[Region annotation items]

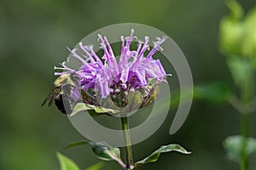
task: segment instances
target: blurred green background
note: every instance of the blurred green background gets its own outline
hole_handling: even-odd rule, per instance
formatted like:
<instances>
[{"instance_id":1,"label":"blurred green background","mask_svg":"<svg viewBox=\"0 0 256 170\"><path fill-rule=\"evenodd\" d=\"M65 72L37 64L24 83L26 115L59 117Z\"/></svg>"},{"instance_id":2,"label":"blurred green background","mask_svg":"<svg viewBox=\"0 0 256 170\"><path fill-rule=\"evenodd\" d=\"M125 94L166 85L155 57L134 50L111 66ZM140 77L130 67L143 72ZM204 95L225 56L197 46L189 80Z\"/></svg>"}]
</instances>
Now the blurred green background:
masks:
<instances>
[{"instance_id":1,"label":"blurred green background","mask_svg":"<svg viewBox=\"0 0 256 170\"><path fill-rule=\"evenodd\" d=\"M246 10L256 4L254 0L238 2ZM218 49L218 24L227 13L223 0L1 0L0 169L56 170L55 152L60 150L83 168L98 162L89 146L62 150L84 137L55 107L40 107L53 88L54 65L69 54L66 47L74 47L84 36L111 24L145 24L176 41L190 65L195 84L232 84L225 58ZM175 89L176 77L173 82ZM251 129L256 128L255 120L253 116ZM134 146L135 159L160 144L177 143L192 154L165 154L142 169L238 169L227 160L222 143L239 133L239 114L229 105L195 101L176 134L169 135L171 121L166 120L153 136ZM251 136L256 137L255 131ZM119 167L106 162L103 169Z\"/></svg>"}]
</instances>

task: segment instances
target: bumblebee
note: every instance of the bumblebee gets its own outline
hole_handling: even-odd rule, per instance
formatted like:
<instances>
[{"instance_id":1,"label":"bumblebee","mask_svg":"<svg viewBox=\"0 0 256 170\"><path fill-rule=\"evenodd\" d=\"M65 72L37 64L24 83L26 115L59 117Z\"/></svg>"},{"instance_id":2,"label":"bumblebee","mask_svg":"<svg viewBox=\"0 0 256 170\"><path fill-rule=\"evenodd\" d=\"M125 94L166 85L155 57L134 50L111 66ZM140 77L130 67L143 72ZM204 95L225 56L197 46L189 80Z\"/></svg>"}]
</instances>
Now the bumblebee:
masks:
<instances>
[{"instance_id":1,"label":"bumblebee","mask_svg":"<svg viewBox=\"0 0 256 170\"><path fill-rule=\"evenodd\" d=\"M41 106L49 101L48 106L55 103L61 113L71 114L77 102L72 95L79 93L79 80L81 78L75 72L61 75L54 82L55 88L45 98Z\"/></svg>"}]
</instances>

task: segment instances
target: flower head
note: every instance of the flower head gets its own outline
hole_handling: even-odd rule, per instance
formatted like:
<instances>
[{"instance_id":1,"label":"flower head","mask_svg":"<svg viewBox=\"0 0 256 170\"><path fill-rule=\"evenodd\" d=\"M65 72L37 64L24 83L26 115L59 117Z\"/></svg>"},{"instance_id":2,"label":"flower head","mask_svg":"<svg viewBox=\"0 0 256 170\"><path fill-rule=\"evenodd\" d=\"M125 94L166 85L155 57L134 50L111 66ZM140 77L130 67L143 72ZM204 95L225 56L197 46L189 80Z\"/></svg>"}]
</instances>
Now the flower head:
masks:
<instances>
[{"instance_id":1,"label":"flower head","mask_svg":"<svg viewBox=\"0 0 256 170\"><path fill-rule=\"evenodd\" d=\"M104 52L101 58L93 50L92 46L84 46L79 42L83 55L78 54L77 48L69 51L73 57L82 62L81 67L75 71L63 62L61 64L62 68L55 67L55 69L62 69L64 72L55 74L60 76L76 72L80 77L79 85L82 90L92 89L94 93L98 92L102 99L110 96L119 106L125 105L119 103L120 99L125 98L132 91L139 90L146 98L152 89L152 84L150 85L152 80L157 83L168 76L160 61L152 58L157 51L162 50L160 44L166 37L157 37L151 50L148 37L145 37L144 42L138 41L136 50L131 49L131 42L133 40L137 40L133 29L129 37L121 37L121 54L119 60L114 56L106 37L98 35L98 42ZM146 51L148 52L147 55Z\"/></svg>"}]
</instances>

> _Given exercise_
Without the pictures, transcribe the listing above exactly.

> _Written solution_
task: segment instances
target: blurred green background
note: every instance of the blurred green background gets its own outline
hole_handling: even-odd rule, per instance
formatted like:
<instances>
[{"instance_id":1,"label":"blurred green background","mask_svg":"<svg viewBox=\"0 0 256 170\"><path fill-rule=\"evenodd\" d=\"M65 72L37 64L24 83L26 115L59 117Z\"/></svg>"},{"instance_id":2,"label":"blurred green background","mask_svg":"<svg viewBox=\"0 0 256 170\"><path fill-rule=\"evenodd\" d=\"M125 94L166 85L155 57L134 50L111 66ZM140 77L130 67L143 72ZM204 95L225 56L197 46L189 80Z\"/></svg>"}]
</instances>
Now the blurred green background:
masks:
<instances>
[{"instance_id":1,"label":"blurred green background","mask_svg":"<svg viewBox=\"0 0 256 170\"><path fill-rule=\"evenodd\" d=\"M246 10L256 4L254 0L238 2ZM218 49L218 24L227 13L223 0L1 0L0 169L56 170L55 152L60 150L83 168L98 162L89 146L62 150L84 137L55 107L40 107L53 88L54 65L69 54L66 47L74 47L84 36L111 24L145 24L176 41L190 65L195 84L232 84L225 58ZM175 89L176 77L173 82ZM251 129L256 128L255 120L253 116ZM134 146L135 159L160 144L177 143L192 154L165 154L142 169L238 169L227 160L222 143L239 133L239 114L229 105L195 101L176 134L169 135L171 121L166 120L153 136ZM251 136L256 137L255 131ZM119 167L106 162L103 169Z\"/></svg>"}]
</instances>

task: segment instances
target: bumblebee
note: every instance of the bumblebee gets its own outline
hole_handling: even-odd rule, per instance
formatted like:
<instances>
[{"instance_id":1,"label":"bumblebee","mask_svg":"<svg viewBox=\"0 0 256 170\"><path fill-rule=\"evenodd\" d=\"M65 72L37 64L24 83L26 115L59 117Z\"/></svg>"},{"instance_id":2,"label":"bumblebee","mask_svg":"<svg viewBox=\"0 0 256 170\"><path fill-rule=\"evenodd\" d=\"M125 94L166 85L155 57L134 50L111 66ZM140 77L130 67L143 72ZM204 95L225 56L197 46L189 80Z\"/></svg>"}]
</instances>
Now the bumblebee:
masks:
<instances>
[{"instance_id":1,"label":"bumblebee","mask_svg":"<svg viewBox=\"0 0 256 170\"><path fill-rule=\"evenodd\" d=\"M41 106L49 101L48 106L55 103L61 113L71 114L77 102L72 95L79 93L79 80L81 78L75 72L61 75L54 82L55 88L45 98Z\"/></svg>"}]
</instances>

task: segment instances
target: flower head
note: every instance of the flower head gets its own outline
hole_handling: even-odd rule, per instance
formatted like:
<instances>
[{"instance_id":1,"label":"flower head","mask_svg":"<svg viewBox=\"0 0 256 170\"><path fill-rule=\"evenodd\" d=\"M65 72L37 64L24 83L26 115L59 117Z\"/></svg>"},{"instance_id":2,"label":"flower head","mask_svg":"<svg viewBox=\"0 0 256 170\"><path fill-rule=\"evenodd\" d=\"M125 94L166 85L155 57L134 50L111 66ZM140 77L130 67L143 72ZM204 95L225 56L197 46L189 80Z\"/></svg>"}]
</instances>
Now the flower head:
masks:
<instances>
[{"instance_id":1,"label":"flower head","mask_svg":"<svg viewBox=\"0 0 256 170\"><path fill-rule=\"evenodd\" d=\"M104 52L101 58L93 50L92 46L84 46L79 42L83 55L78 54L77 48L69 51L73 57L82 62L81 67L75 71L63 62L61 64L62 68L55 67L55 69L62 69L64 72L55 74L60 76L76 72L80 77L79 85L82 90L92 89L94 93L98 92L102 99L110 96L119 106L125 105L119 103L120 99L125 98L132 91L139 90L146 98L152 89L152 84L150 85L152 80L157 83L168 76L160 61L152 58L157 51L162 50L160 44L166 37L157 37L151 50L148 37L145 37L144 42L138 41L136 50L131 49L131 42L133 40L137 40L133 29L129 37L121 37L121 54L119 60L114 56L106 37L98 35L98 42ZM146 51L148 52L147 55Z\"/></svg>"}]
</instances>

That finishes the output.